--- EXCERPTED PASSAGE ---
Start of Block
Your wife seems to have taken advantage of you. The worse thing you can do is hold onto the anger and bitterness. It is not hurting her.

I cannot understand your thinking about the "I will do more/accept less" thing. I thought you objected to sex being used to manipulate a man into marriage and having children. 

Yet, you agree with the exchange by proposing that if the sex is not forthcoming then the perks from the man should stop. 

I just don't think it works like that. That at lest is evident from the many threads on this forum. There is a lot of misunderstanding and ignorance about the way men and women work. Our cultural seems to mitigate against empathy and compassion between the genders. 

Does dump the b1tch and get a couple of younger replacements sound familiar? It should - I see it at lest a few times a day in posts.


----------



## DTO (Dec 18, 2011)

Catherine602 said:


> Your wife seems to have taken advantage of you. The worse thing you can do is hold onto the anger and bitterness. It is not hurting her.


I appreciate your concern. We have been apart for nearly five years, and I've gotten over those feelings you described some time ago. I'm merely sharing my experience and sentiment, because I've found it's common for women to fail to grasp why such seemingly disparate things such as poor sex and lack of contribution elsewhere could be related. the truth is that they both can be perceived as a lack of respect for the husband and his efforts.
End of Block
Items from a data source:
Start of Block
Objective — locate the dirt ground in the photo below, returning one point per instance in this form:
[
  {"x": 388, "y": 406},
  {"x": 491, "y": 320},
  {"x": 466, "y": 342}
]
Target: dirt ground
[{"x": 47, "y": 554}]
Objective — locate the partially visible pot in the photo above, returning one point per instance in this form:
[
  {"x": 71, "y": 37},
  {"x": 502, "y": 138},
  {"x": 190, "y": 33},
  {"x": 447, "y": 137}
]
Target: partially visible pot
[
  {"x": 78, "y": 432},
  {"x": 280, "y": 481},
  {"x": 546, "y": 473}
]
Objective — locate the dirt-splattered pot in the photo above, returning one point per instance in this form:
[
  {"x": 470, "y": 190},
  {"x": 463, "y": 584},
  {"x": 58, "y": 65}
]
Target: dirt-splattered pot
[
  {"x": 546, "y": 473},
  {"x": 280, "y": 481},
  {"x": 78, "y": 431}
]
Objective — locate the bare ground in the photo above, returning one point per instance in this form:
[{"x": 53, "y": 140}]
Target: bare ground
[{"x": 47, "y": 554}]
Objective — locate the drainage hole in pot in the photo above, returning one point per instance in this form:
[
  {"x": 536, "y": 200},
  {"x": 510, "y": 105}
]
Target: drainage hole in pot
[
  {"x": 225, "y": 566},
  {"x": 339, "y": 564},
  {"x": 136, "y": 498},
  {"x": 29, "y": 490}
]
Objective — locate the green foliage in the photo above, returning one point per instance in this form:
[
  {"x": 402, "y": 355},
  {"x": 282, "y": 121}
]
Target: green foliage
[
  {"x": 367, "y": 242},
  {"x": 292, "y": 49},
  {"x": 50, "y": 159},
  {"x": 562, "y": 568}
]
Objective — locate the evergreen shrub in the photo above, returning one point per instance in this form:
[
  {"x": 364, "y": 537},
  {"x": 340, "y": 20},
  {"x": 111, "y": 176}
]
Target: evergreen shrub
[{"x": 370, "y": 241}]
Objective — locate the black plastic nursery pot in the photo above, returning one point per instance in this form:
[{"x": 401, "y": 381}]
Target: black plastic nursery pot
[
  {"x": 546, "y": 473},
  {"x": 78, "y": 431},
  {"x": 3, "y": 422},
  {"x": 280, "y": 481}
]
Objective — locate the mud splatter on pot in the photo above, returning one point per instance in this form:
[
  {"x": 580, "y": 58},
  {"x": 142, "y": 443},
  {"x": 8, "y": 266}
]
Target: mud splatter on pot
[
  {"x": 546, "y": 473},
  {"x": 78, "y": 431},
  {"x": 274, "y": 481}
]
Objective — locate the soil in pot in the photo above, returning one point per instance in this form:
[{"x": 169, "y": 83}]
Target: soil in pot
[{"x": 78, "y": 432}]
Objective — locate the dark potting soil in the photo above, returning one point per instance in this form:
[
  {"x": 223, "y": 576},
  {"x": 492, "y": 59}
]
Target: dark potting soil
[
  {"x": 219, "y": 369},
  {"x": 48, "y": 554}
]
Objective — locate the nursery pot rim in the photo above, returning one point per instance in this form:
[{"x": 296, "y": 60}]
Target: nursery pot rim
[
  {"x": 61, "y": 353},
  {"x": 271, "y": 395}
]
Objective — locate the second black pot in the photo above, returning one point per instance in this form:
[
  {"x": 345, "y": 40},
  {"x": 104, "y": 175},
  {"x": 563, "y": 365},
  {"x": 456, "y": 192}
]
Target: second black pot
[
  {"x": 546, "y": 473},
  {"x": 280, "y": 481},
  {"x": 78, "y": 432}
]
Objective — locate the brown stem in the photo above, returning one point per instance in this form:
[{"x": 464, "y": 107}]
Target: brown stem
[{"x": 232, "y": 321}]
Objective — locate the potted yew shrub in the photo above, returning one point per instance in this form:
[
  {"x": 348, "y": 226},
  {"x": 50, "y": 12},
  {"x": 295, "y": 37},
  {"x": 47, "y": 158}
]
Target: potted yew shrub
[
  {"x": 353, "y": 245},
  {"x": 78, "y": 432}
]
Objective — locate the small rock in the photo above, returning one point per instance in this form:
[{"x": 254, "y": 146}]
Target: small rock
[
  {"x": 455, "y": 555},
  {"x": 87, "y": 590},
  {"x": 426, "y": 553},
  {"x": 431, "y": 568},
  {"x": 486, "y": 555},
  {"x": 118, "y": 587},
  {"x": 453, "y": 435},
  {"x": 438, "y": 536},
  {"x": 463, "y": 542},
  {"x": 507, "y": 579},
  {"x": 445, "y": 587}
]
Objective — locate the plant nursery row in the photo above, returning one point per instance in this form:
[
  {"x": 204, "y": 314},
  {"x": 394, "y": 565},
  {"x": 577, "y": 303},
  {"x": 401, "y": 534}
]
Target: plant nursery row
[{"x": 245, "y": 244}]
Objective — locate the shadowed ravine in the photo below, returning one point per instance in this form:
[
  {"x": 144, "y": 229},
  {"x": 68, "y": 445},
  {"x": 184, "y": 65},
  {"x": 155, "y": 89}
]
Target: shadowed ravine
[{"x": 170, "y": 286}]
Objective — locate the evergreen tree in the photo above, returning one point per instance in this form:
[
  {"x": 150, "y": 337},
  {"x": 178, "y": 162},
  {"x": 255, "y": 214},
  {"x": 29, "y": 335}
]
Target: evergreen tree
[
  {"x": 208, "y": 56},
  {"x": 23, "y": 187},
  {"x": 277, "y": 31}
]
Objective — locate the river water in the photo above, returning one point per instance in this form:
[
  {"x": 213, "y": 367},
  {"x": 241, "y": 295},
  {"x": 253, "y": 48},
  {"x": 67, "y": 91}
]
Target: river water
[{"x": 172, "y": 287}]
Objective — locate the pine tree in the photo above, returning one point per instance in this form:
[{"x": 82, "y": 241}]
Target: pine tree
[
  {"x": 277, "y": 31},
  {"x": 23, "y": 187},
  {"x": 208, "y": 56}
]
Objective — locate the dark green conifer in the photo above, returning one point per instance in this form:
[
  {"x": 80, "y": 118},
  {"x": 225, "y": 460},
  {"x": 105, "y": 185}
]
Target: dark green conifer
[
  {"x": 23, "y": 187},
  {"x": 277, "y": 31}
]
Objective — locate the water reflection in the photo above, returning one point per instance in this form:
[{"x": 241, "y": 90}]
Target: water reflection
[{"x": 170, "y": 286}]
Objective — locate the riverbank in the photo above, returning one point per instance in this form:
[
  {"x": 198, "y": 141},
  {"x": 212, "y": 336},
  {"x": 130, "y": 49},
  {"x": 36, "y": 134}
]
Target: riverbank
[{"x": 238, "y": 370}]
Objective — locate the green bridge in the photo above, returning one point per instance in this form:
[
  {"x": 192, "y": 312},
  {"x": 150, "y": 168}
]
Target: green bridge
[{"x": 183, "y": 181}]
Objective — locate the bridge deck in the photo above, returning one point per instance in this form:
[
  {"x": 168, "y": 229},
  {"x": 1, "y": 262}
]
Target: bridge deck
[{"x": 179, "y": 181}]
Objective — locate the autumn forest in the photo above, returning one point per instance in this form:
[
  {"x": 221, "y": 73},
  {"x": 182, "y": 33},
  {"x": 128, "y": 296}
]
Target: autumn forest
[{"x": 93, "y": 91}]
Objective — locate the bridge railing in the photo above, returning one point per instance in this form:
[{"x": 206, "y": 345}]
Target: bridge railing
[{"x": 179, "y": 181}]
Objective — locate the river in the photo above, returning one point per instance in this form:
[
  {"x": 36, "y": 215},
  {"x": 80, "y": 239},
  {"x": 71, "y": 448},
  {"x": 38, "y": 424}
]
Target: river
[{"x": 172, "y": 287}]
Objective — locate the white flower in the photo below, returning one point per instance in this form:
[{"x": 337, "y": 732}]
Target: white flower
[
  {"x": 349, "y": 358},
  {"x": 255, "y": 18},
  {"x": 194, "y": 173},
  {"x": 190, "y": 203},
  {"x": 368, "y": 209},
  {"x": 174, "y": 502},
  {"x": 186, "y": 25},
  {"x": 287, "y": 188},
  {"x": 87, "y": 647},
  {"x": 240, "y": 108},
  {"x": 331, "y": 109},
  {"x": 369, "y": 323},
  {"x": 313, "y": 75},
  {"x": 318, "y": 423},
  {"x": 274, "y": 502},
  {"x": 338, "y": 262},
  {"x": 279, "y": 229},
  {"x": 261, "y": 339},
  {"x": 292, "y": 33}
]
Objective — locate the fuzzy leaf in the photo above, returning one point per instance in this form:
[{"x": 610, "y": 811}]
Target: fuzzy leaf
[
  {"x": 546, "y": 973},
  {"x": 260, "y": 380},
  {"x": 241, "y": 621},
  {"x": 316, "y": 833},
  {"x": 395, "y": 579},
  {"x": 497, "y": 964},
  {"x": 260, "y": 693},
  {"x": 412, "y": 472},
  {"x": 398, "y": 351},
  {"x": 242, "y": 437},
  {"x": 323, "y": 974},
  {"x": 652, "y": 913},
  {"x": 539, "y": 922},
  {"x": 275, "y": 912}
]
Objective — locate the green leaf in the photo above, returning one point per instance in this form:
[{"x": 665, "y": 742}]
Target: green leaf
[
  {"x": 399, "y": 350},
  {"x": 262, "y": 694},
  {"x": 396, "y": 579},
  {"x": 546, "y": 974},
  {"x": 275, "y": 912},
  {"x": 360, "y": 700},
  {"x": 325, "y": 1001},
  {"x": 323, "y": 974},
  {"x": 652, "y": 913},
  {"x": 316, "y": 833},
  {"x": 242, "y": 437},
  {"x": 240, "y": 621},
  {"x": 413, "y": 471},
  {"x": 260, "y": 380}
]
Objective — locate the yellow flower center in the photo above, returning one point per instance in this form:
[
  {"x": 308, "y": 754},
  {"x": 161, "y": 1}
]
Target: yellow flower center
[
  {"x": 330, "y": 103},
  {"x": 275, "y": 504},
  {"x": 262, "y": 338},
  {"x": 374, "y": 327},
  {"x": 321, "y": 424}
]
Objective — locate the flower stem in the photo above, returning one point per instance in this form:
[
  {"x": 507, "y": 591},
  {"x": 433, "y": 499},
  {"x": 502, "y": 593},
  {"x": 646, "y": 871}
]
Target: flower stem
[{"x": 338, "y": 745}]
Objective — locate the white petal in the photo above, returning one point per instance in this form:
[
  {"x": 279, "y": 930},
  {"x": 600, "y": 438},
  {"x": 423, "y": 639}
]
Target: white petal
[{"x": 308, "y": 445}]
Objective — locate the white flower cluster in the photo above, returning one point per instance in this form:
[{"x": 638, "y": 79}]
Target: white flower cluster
End of Block
--- BRIEF 1 ---
In the forum thread, edit the part starting at "Yet, you agree" and ending at "(Dec 18, 2011)", replacing "perks" with "benefits".
--- BRIEF 2 ---
In the forum thread, how long does DTO say the couple has been apart?
--- BRIEF 3 ---
Continue the forum thread on marriage and sex from where it stops.

--- REPLY 1 ---
Yet, you agree with the exchange by proposing that if the sex is not forthcoming then the benefits from the man should stop. 

I just don't think it works like that. That at lest is evident from the many threads on this forum. There is a lot of misunderstanding and ignorance about the way men and women work. Our cultural seems to mitigate against empathy and compassion between the genders. 

Does dump the b1tch and get a couple of younger replacements sound familiar? It should - I see it at lest a few times a day in posts.


----------



## DTO (Dec 18, 2011)

--- REPLY 2 ---
Nearly five years.

--- REPLY 3 ---
ETA: Another way to put it is that, after a while, I did not let her have her cake and eat it too - doing so is rewarding bad behavior. I always preferred her to be a partner in a relationship that benefits both of us fairly equally over time. But if she was going to consistently prioritze self, then I would do the same. I didn't believe in making our daughter suffer for mom's selfishness, so i made sure that the basic bills were paid, her car was safe, etc. but all those small niceties and acts of service vanished - like "poof" - unless it was something I really felt like doing.

IMO, what seems to be a common disconnect between the HD and LD spouses is the LD do not get that their low sexual provision impacts how much service they receive in return. It is hard work all the way around to be consistently loving in a way that resonates with your spouse, because (1) the two might have different LLs and (2) nobody is going to be into serving someone else 100% of the time. If my ex was not "recharging my batteries" so to speak, I eventually refused to do for her so (1) she would gain some insight as to how I feel and (2) to keep my contribution at that sustainable level (think NMMNG) which, as I just noted, depends on how much she gives back.

I've read around this and other boards to know that this is typical thinking in these situations.
_Posted via Mobile Device_


----------



## Catherine602 (Oct 14, 2010)

DTO l am glad you have healed from you bad marriage. But I have to admit that This is what I do get. Lack of contribution by men or women in a relationship causes problems. A man's sex drive is far more robust than a women's. Therefore, conflict does not usually effect his desire for sex. It does for his partner. 

That is probably as difficult to understand as the connection between goods, money and sex. It seems that each side needs to be more understanding of the other and to make adjustments. 

It is a matter of self-respect for me. I would never stay in a relationship with a man who feels that maintaining his domicile and supporting his kids is connected to the amount of sex he is getting from me. 

Our values would be incompatible.


----------



## Coldie (Jan 2, 2014)

Pregnancy is no excuse to stop loving you / giving you your intimacy needs.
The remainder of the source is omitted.